Object outline annotations:
——

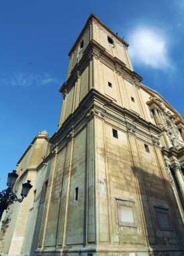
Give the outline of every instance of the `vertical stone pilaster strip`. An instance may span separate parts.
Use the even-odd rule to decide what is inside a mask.
[[[176,180],[177,181],[182,199],[184,201],[184,180],[181,173],[181,167],[177,164],[173,164],[172,167],[174,170]]]

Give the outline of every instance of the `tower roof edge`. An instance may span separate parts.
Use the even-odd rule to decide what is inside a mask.
[[[116,34],[113,31],[112,31],[107,25],[105,25],[95,13],[91,13],[90,15],[89,16],[86,24],[85,26],[83,27],[81,32],[80,33],[79,36],[78,36],[77,40],[75,41],[75,44],[73,44],[73,47],[71,48],[71,51],[68,53],[68,56],[71,56],[71,54],[72,53],[73,51],[75,49],[76,45],[78,44],[79,41],[81,38],[83,34],[84,34],[87,27],[89,26],[89,24],[90,21],[92,19],[95,19],[98,23],[99,23],[102,26],[103,26],[107,30],[108,30],[109,32],[111,32],[114,37],[116,37],[118,40],[120,40],[124,44],[125,44],[126,46],[128,46],[129,44],[127,42],[126,42],[123,38],[122,38],[120,36]]]

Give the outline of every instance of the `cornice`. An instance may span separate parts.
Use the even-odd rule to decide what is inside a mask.
[[[159,98],[160,98],[160,99],[162,100],[163,102],[165,104],[165,106],[171,111],[173,112],[175,114],[174,114],[174,116],[175,115],[179,115],[181,119],[183,119],[183,117],[181,115],[181,114],[177,112],[177,110],[174,108],[174,107],[173,106],[171,106],[162,96],[161,94],[159,94],[159,92],[156,92],[156,90],[152,89],[152,88],[150,88],[148,86],[145,86],[144,84],[140,84],[140,87],[142,90],[145,90],[146,92],[148,92],[152,97],[156,97],[155,96],[155,94],[158,95],[158,96]],[[158,98],[158,99],[159,99],[159,98]]]
[[[96,107],[95,106],[95,105]],[[101,109],[99,106],[101,106],[102,108]],[[128,127],[130,127],[130,129],[128,131],[130,131],[131,132],[132,131],[133,133],[135,133],[137,129],[137,125],[139,125],[141,127],[146,127],[148,131],[152,131],[155,133],[158,133],[160,131],[160,129],[158,127],[143,119],[135,112],[118,105],[112,100],[109,100],[108,97],[93,88],[91,89],[80,102],[79,106],[76,110],[64,121],[58,131],[53,135],[50,139],[50,142],[54,144],[60,144],[64,141],[66,141],[67,135],[70,135],[71,129],[73,129],[73,130],[76,130],[77,129],[77,127],[79,127],[83,123],[87,123],[89,119],[94,115],[96,115],[101,119],[105,119],[109,114],[106,112],[107,110],[103,108],[105,106],[109,110],[111,109],[114,112],[118,113],[118,115],[122,115],[124,119],[126,119],[126,117],[128,117],[130,119],[132,119],[134,123],[127,123],[127,125],[126,125],[126,126],[128,126]],[[123,119],[122,119],[122,120]],[[126,119],[124,121],[125,124],[126,123]],[[155,145],[158,146],[158,143],[157,143],[158,138],[152,136],[152,139],[154,140],[153,143],[155,142]]]
[[[74,50],[75,50],[75,48],[77,45],[79,44],[80,40],[81,40],[82,37],[83,36],[84,34],[86,32],[87,30],[88,29],[91,22],[97,22],[97,24],[99,24],[101,26],[103,26],[105,30],[107,30],[109,32],[110,32],[114,38],[116,38],[119,42],[121,42],[124,45],[125,45],[126,47],[128,46],[128,44],[127,42],[126,42],[123,38],[121,38],[120,36],[119,36],[118,34],[116,34],[114,32],[113,32],[109,28],[108,28],[103,22],[101,22],[101,20],[94,13],[91,13],[89,15],[85,26],[83,27],[81,32],[80,33],[79,36],[78,36],[77,40],[75,41],[75,44],[73,44],[73,47],[71,48],[71,51],[68,53],[68,56],[71,56],[71,53]]]
[[[82,58],[79,63],[76,63],[72,69],[67,81],[61,86],[59,90],[60,92],[63,94],[66,90],[67,92],[70,91],[75,79],[77,79],[79,76],[81,74],[83,69],[87,66],[91,59],[93,57],[99,59],[111,69],[116,70],[118,75],[122,75],[124,79],[130,82],[132,84],[135,82],[138,84],[142,80],[142,77],[135,71],[129,69],[124,62],[117,57],[111,55],[107,53],[105,49],[97,42],[91,40],[87,47],[85,49]]]

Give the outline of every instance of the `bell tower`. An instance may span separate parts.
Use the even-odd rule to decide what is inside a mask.
[[[128,46],[92,13],[69,52],[59,129],[46,158],[39,255],[184,251],[160,128],[146,104],[153,92],[140,83]]]

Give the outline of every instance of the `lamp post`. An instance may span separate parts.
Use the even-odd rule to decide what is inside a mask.
[[[0,192],[0,220],[1,219],[4,210],[7,210],[7,207],[15,201],[21,203],[24,198],[26,197],[30,190],[32,187],[30,184],[31,181],[28,181],[27,183],[22,184],[22,189],[21,192],[21,198],[18,198],[16,195],[13,192],[13,187],[15,183],[18,174],[16,173],[16,170],[13,170],[12,172],[9,172],[7,177],[7,189],[3,190]]]

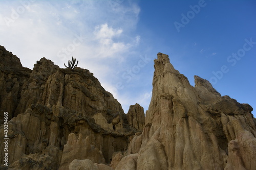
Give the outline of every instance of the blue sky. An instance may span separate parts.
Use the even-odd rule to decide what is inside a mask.
[[[254,1],[1,1],[0,45],[32,68],[72,56],[93,72],[125,112],[147,110],[154,59],[169,55],[222,95],[256,108]],[[255,117],[255,111],[252,112]]]

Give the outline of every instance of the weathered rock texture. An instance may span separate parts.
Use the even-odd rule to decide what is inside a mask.
[[[143,130],[145,125],[145,115],[143,107],[138,103],[130,106],[127,116],[130,125],[136,129]]]
[[[154,66],[145,126],[114,158],[115,169],[255,169],[252,107],[198,76],[191,86],[166,55],[158,54]]]
[[[124,114],[88,70],[44,58],[31,70],[1,46],[0,67],[9,169],[256,169],[251,107],[198,76],[191,86],[166,55],[155,60],[145,118],[138,104]]]
[[[74,160],[111,169],[102,164],[125,151],[130,137],[141,131],[129,125],[120,103],[88,70],[60,68],[43,58],[31,70],[2,46],[0,67],[10,169],[68,169]],[[3,132],[1,126],[1,138]],[[1,142],[1,164],[4,148]]]

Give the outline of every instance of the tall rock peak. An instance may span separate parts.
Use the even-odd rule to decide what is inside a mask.
[[[119,161],[116,169],[254,169],[251,107],[221,96],[198,76],[193,87],[166,55],[158,53],[154,66],[145,125],[112,162]]]
[[[17,68],[9,66],[12,61]],[[192,86],[167,55],[154,61],[144,117],[138,104],[125,114],[88,70],[42,58],[31,70],[0,46],[9,169],[254,170],[252,108],[222,96],[198,76]]]
[[[60,68],[42,58],[31,70],[2,46],[0,66],[0,110],[8,112],[9,169],[68,169],[77,159],[110,168],[102,163],[125,151],[130,137],[141,132],[142,122],[134,117],[138,128],[130,125],[121,104],[87,69]],[[4,147],[0,144],[1,151]]]

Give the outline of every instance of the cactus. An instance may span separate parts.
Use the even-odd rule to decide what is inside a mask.
[[[64,63],[64,65],[68,68],[70,68],[71,69],[74,69],[77,66],[77,64],[78,64],[78,61],[77,61],[76,65],[75,65],[75,63],[76,59],[72,57],[72,60],[71,60],[71,61],[69,60],[69,66],[67,67],[67,65],[66,65],[65,63]]]

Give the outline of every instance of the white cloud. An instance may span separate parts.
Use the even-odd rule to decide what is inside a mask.
[[[140,36],[133,33],[140,11],[136,4],[35,1],[27,4],[9,26],[5,17],[11,18],[12,9],[23,5],[18,1],[0,1],[0,45],[17,55],[24,66],[32,68],[44,57],[63,68],[63,63],[74,56],[79,61],[78,66],[93,72],[124,110],[134,102],[147,108],[150,92],[134,95],[129,88],[116,90],[117,83],[123,82],[116,72],[124,67],[132,68],[137,64],[139,55],[145,55],[137,50]],[[133,59],[135,63],[130,61]],[[141,77],[140,74],[133,80]]]

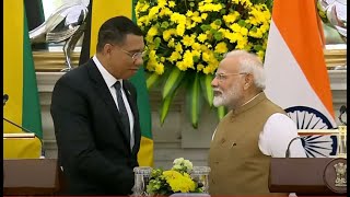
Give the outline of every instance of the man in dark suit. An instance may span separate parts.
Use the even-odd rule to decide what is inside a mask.
[[[143,49],[141,30],[112,18],[98,31],[96,55],[57,81],[51,116],[65,194],[131,194],[141,135],[127,79],[142,65]]]

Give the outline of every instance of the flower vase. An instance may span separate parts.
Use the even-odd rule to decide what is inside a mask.
[[[150,181],[151,172],[152,167],[150,166],[133,167],[135,185],[132,188],[132,196],[148,196],[145,187]]]
[[[194,166],[190,176],[198,184],[202,185],[203,194],[209,194],[209,166]]]

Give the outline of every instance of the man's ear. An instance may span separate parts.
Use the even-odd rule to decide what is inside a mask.
[[[105,44],[105,46],[103,46],[103,54],[104,55],[109,55],[112,53],[113,46],[110,44]]]
[[[244,90],[247,90],[249,89],[254,83],[254,76],[250,74],[250,73],[247,73],[245,74],[245,78],[244,78]]]

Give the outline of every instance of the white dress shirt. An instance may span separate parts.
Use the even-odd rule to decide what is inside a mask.
[[[114,88],[114,84],[117,82],[117,81],[120,81],[120,84],[121,84],[121,96],[122,96],[122,101],[125,103],[125,107],[127,108],[127,112],[128,112],[128,118],[129,118],[129,124],[130,124],[130,140],[133,140],[133,115],[132,115],[132,112],[131,112],[131,107],[129,105],[129,102],[127,100],[127,96],[126,96],[126,93],[122,89],[122,80],[121,79],[116,79],[115,77],[113,77],[102,65],[101,62],[98,61],[97,57],[94,56],[92,58],[92,60],[95,62],[95,65],[97,66],[97,69],[100,70],[103,79],[105,80],[107,86],[108,86],[108,90],[110,92],[110,95],[113,96],[113,100],[117,106],[117,108],[119,109],[119,106],[118,106],[118,101],[117,101],[117,91],[116,89]],[[128,92],[128,94],[130,94]],[[133,142],[130,142],[130,148],[132,149],[133,147]]]

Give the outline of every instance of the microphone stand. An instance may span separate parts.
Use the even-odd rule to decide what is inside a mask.
[[[26,128],[24,128],[24,127],[21,127],[20,125],[15,124],[15,123],[13,123],[13,121],[4,118],[4,117],[3,117],[3,120],[5,120],[5,121],[8,121],[9,124],[11,124],[11,125],[13,125],[13,126],[15,126],[15,127],[24,130],[25,132],[34,134],[34,136],[35,136],[37,139],[39,139],[39,141],[40,141],[40,143],[42,143],[42,155],[40,155],[40,159],[44,159],[44,158],[45,158],[44,142],[43,142],[43,140],[42,140],[40,138],[37,137],[37,135],[36,135],[35,132],[32,132],[31,130],[28,130],[28,129],[26,129]]]

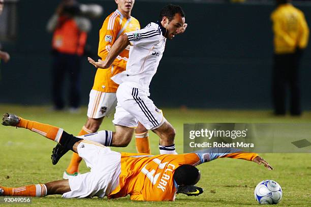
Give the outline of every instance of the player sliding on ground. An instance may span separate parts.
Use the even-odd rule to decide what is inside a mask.
[[[204,153],[156,156],[118,153],[100,144],[105,137],[102,134],[105,131],[75,137],[61,128],[27,120],[14,114],[5,114],[3,121],[4,125],[27,128],[59,143],[64,151],[54,150],[52,159],[58,161],[66,152],[72,150],[91,168],[90,172],[69,180],[19,188],[0,186],[0,195],[3,196],[60,194],[67,198],[105,196],[115,198],[130,195],[131,200],[174,201],[179,188],[195,185],[200,180],[200,172],[195,166],[217,158],[253,161],[272,169],[257,154],[243,153],[238,149],[217,148]],[[203,189],[198,189],[203,192]]]

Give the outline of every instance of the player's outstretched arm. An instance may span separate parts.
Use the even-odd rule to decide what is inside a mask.
[[[200,152],[201,153],[197,153],[196,154],[200,159],[200,164],[209,162],[219,158],[228,157],[252,161],[258,164],[263,163],[264,166],[269,170],[273,169],[273,168],[266,161],[258,155],[258,154],[243,152],[238,149],[229,148],[213,148],[210,149],[208,152],[201,151]]]
[[[112,64],[113,61],[119,54],[124,50],[129,45],[130,45],[130,41],[129,41],[128,36],[123,34],[120,36],[113,45],[112,45],[105,61],[102,61],[99,59],[98,61],[96,62],[89,57],[87,58],[87,60],[97,68],[108,68]]]
[[[255,162],[258,164],[261,164],[263,163],[265,167],[267,167],[269,170],[273,169],[273,168],[270,165],[266,160],[263,159],[261,157],[258,156],[255,157],[253,160],[253,162]]]

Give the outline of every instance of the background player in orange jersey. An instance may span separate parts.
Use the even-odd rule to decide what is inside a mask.
[[[3,196],[62,194],[67,198],[105,196],[115,198],[130,195],[131,199],[135,200],[174,201],[180,186],[195,185],[200,180],[200,172],[195,166],[217,158],[243,159],[273,169],[257,154],[236,149],[214,148],[203,153],[156,156],[120,153],[94,142],[99,139],[101,131],[75,137],[63,129],[9,114],[4,116],[3,124],[27,128],[55,141],[67,151],[78,153],[91,168],[90,172],[69,180],[19,188],[0,187]]]
[[[103,60],[106,59],[110,48],[120,36],[125,32],[140,29],[138,21],[131,16],[135,0],[115,1],[118,6],[117,9],[106,18],[100,30],[98,55]],[[125,71],[129,48],[129,46],[122,51],[108,70],[97,70],[94,84],[89,94],[87,121],[78,135],[97,131],[104,118],[109,116],[115,108],[117,102],[115,93],[118,85],[110,78]],[[119,127],[118,126],[115,127]],[[122,134],[122,137],[120,137],[120,135],[114,134],[114,140],[122,140],[125,134]],[[111,141],[112,136],[112,132],[107,131],[108,142]],[[140,123],[135,130],[135,136],[138,152],[149,154],[150,150],[148,130]],[[67,169],[64,172],[64,179],[78,175],[81,160],[81,157],[77,153],[74,153]]]

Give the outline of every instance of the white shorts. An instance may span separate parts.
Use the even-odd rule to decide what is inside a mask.
[[[118,100],[115,108],[115,125],[135,127],[139,121],[147,129],[154,129],[166,120],[143,90],[128,82],[121,84],[116,92]]]
[[[105,93],[91,90],[87,108],[87,117],[97,119],[109,117],[116,106],[115,93]]]
[[[110,194],[119,185],[121,154],[100,144],[83,140],[78,145],[78,153],[91,168],[90,172],[69,178],[71,191],[65,198],[98,196]]]

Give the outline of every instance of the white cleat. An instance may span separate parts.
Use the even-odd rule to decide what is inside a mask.
[[[74,173],[73,174],[70,174],[67,172],[67,170],[65,170],[64,171],[64,174],[63,174],[63,178],[64,179],[69,179],[69,178],[72,178],[72,177],[75,177],[75,176],[78,176],[79,175],[81,175],[81,174],[79,173],[79,172],[76,172]]]

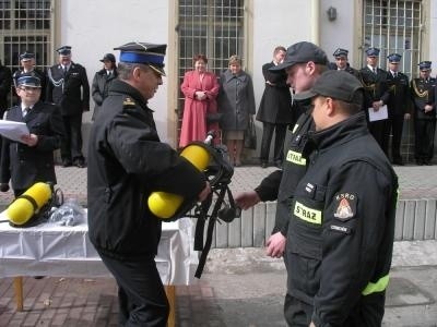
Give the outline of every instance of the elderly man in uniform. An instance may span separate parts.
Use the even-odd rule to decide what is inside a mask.
[[[381,326],[398,178],[368,132],[363,86],[328,71],[308,93],[311,165],[290,207],[290,326]],[[363,150],[365,149],[365,150]]]
[[[90,239],[117,281],[120,325],[166,326],[168,302],[154,261],[161,220],[147,197],[163,191],[203,201],[211,187],[160,141],[147,106],[163,84],[166,45],[129,43],[115,50],[120,50],[119,75],[90,136]]]
[[[358,71],[354,70],[347,60],[349,50],[343,48],[338,48],[332,56],[335,58],[335,62],[330,62],[329,68],[331,70],[346,71],[352,75],[358,77]]]
[[[391,53],[387,56],[389,60],[389,71],[387,72],[387,86],[390,97],[387,102],[389,111],[388,128],[386,130],[385,144],[389,144],[391,138],[391,158],[393,165],[403,166],[401,156],[401,140],[403,121],[410,119],[411,98],[410,98],[410,81],[405,74],[399,71],[399,64],[402,56]]]
[[[36,182],[56,184],[54,150],[58,149],[63,135],[59,108],[39,100],[42,85],[33,74],[22,74],[16,80],[20,104],[12,107],[5,120],[25,122],[29,134],[17,141],[3,138],[1,149],[1,191],[9,190],[9,181],[15,196],[23,194]]]
[[[411,81],[416,164],[432,165],[436,133],[436,78],[430,77],[432,62],[418,63],[420,76]]]
[[[378,142],[385,154],[388,154],[387,118],[374,120],[370,113],[382,110],[382,106],[387,105],[390,93],[387,87],[387,72],[378,68],[378,48],[368,48],[366,50],[367,65],[359,71],[359,76],[364,85],[364,110],[367,113],[368,128]],[[371,112],[370,112],[371,111]]]
[[[46,73],[42,70],[38,70],[35,66],[35,53],[24,51],[20,55],[20,65],[21,69],[15,71],[13,74],[13,82],[16,88],[16,82],[23,74],[31,74],[32,76],[38,77],[40,81],[40,100],[44,101],[46,98],[46,85],[47,85],[47,77]]]
[[[62,140],[62,166],[85,167],[82,155],[82,113],[90,111],[90,84],[86,70],[71,61],[71,47],[63,46],[56,50],[59,63],[48,69],[48,101],[60,106],[66,137]]]
[[[308,90],[320,75],[328,69],[328,57],[318,46],[302,41],[288,47],[283,63],[271,68],[271,71],[281,72],[285,70],[287,84],[298,95]],[[298,100],[294,107],[302,112],[295,125],[288,131],[285,142],[285,158],[283,170],[275,170],[264,178],[260,185],[253,191],[246,191],[236,194],[235,201],[243,208],[248,209],[257,203],[263,201],[277,199],[275,223],[267,241],[267,255],[272,257],[284,256],[285,265],[288,269],[288,257],[284,254],[285,243],[288,233],[290,204],[293,199],[295,187],[300,178],[305,174],[309,164],[310,149],[304,153],[308,140],[308,133],[314,130],[311,118],[311,107],[309,100]],[[288,276],[290,280],[291,276]],[[287,282],[287,289],[290,283]],[[291,324],[295,307],[291,294],[286,294],[284,302],[285,319]]]

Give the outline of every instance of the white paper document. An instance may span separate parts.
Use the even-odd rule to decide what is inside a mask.
[[[0,120],[0,134],[12,141],[21,142],[20,137],[28,135],[26,123],[10,120]]]
[[[387,105],[381,106],[378,111],[375,111],[374,108],[368,108],[368,111],[369,111],[369,121],[377,121],[389,118],[389,113],[387,111]]]

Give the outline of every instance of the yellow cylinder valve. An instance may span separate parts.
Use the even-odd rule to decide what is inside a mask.
[[[8,207],[7,216],[12,223],[24,225],[48,203],[50,197],[51,189],[49,184],[35,183]]]
[[[210,153],[199,144],[187,145],[180,156],[200,171],[205,170],[210,165]],[[182,202],[182,196],[167,192],[153,192],[147,198],[149,209],[161,219],[168,219],[175,216]]]

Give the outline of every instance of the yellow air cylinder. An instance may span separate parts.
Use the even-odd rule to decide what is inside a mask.
[[[190,161],[197,169],[203,171],[210,164],[210,153],[198,144],[184,148],[180,156]],[[184,197],[167,192],[153,192],[147,198],[149,209],[158,218],[172,218],[184,202]]]
[[[17,197],[7,209],[7,216],[14,225],[24,225],[32,218],[35,213],[50,199],[51,189],[50,185],[38,182],[31,186],[23,196],[32,197],[37,208],[34,208],[34,204],[26,197]]]

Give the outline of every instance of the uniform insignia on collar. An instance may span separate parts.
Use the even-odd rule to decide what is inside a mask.
[[[349,220],[356,215],[356,195],[341,193],[335,195],[336,209],[334,217],[339,220]]]
[[[135,107],[135,101],[132,100],[131,98],[127,97],[123,101],[123,108],[128,108],[128,107]]]

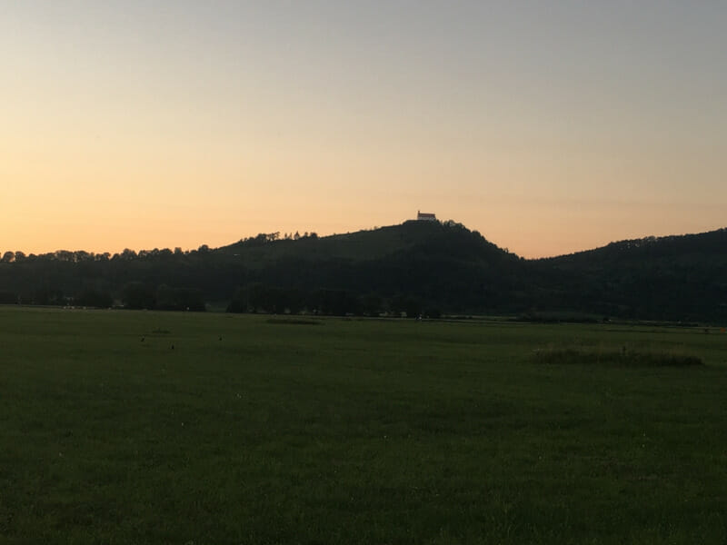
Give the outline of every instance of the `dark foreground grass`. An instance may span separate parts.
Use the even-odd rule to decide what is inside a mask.
[[[675,352],[633,352],[626,347],[597,349],[546,347],[536,350],[538,363],[556,365],[615,365],[627,367],[690,367],[702,365],[702,358]]]
[[[0,309],[0,542],[727,539],[727,334],[267,319]]]

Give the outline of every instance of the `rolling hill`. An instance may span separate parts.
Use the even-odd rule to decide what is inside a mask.
[[[173,310],[231,300],[242,311],[720,321],[727,319],[727,230],[524,260],[454,222],[405,222],[297,240],[261,233],[190,252],[18,253],[0,263],[5,302]]]

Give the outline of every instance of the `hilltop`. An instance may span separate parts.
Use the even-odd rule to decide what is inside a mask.
[[[727,318],[727,230],[524,260],[455,222],[404,222],[216,249],[4,256],[0,302],[369,313]]]

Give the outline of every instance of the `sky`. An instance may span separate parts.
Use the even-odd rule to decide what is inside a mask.
[[[727,2],[0,0],[0,252],[727,226]]]

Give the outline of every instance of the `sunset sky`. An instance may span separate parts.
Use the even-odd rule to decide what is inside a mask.
[[[0,252],[727,226],[727,2],[0,0]]]

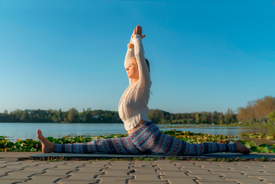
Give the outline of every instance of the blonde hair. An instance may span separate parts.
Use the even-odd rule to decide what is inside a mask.
[[[136,58],[136,57],[133,57],[130,59],[130,61],[132,60],[134,60],[134,61],[136,63],[136,64],[137,64],[137,66],[138,66],[138,62],[137,61],[137,58]],[[148,61],[148,60],[146,58],[145,58],[145,61],[146,61],[147,66],[148,67],[148,69],[149,70],[149,72],[150,73],[150,63],[149,63],[149,61]],[[149,90],[149,92],[150,92],[151,94],[153,94],[153,93],[152,92],[151,92],[151,91],[150,90],[150,89]],[[151,100],[151,99],[150,99],[150,98],[149,98],[149,99]]]
[[[137,66],[138,67],[138,62],[137,61],[137,58],[136,58],[136,57],[133,57],[130,60],[134,60],[134,61],[136,63],[136,64],[137,64]],[[150,72],[150,63],[149,63],[149,61],[148,61],[147,59],[145,59],[145,61],[146,61],[146,64],[147,64],[147,66],[148,67],[148,69],[149,70],[149,72]]]

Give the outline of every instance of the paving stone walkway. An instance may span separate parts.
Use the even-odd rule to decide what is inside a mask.
[[[0,184],[275,184],[275,162],[4,161]]]

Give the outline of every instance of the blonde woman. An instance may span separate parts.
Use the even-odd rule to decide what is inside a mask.
[[[234,144],[189,144],[162,133],[151,122],[147,115],[152,83],[150,65],[144,57],[142,41],[145,36],[142,35],[142,28],[139,25],[137,26],[128,45],[124,62],[129,86],[120,99],[118,112],[129,137],[63,145],[51,143],[43,136],[40,130],[37,130],[37,138],[42,143],[43,153],[153,153],[172,155],[198,155],[217,152],[250,153],[250,149],[238,141]]]

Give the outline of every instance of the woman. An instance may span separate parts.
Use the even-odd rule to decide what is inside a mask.
[[[142,35],[142,32],[141,27],[137,26],[128,45],[124,66],[129,79],[129,86],[123,93],[118,106],[119,117],[129,136],[61,145],[51,143],[37,130],[37,138],[42,143],[43,153],[153,153],[174,155],[198,155],[217,152],[250,153],[250,149],[239,141],[235,141],[234,144],[189,144],[162,133],[158,126],[151,122],[147,115],[152,83],[150,65],[144,57],[141,40],[145,35]]]

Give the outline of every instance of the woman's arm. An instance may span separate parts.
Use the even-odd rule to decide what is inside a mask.
[[[137,27],[138,30],[136,32],[134,31],[132,40],[135,45],[135,54],[138,67],[138,73],[139,75],[139,88],[150,89],[151,87],[151,79],[149,69],[146,64],[145,58],[144,56],[144,50],[142,41],[141,39],[145,35],[142,35],[142,28],[139,26]]]
[[[134,45],[130,43],[127,45],[127,46],[128,49],[127,49],[127,53],[126,53],[126,56],[125,57],[125,60],[124,61],[124,67],[125,68],[129,66],[129,63],[131,59],[135,57]],[[133,80],[129,78],[129,86],[132,84],[132,82]]]

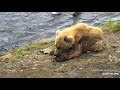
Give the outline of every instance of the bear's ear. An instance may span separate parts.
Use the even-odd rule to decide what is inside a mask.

——

(Your task): Skip all pictures. Write out only the lines from the one containing "Give the outline of every instance of the woman." to the end of the listing above, inclusive, exactly as given.

(Written reply):
Give the outline of every instance of the woman. An instance may span separate parts.
Use the even-odd rule to decide what is inside a mask.
[[[142,35],[142,32],[141,27],[137,26],[128,45],[124,66],[129,79],[129,86],[123,93],[118,106],[119,117],[129,136],[61,145],[51,143],[37,130],[37,138],[42,143],[43,153],[153,153],[174,155],[198,155],[217,152],[250,153],[250,149],[239,141],[235,141],[234,144],[189,144],[162,133],[158,126],[151,122],[147,115],[152,83],[150,65],[144,57],[141,40],[145,35]]]

Give the outline of every instance of the woman's arm. An instance may span separate parts.
Use the even-odd rule to decide what is inside a mask.
[[[137,27],[138,30],[136,32],[134,31],[132,40],[135,45],[135,54],[138,67],[138,73],[139,75],[139,88],[150,89],[151,87],[151,79],[149,69],[146,64],[145,58],[144,56],[144,50],[142,41],[141,39],[145,35],[142,35],[142,28],[139,26]]]
[[[134,45],[130,43],[127,45],[127,46],[128,49],[127,49],[127,53],[126,53],[126,56],[125,57],[125,60],[124,61],[124,67],[125,68],[129,66],[129,63],[131,59],[135,57]],[[133,80],[129,78],[129,86],[132,84],[132,82]]]

Give the outline of every instance of the bear's ear. An instance may span separate parts.
Use the even-odd rule to decide what is inside a mask.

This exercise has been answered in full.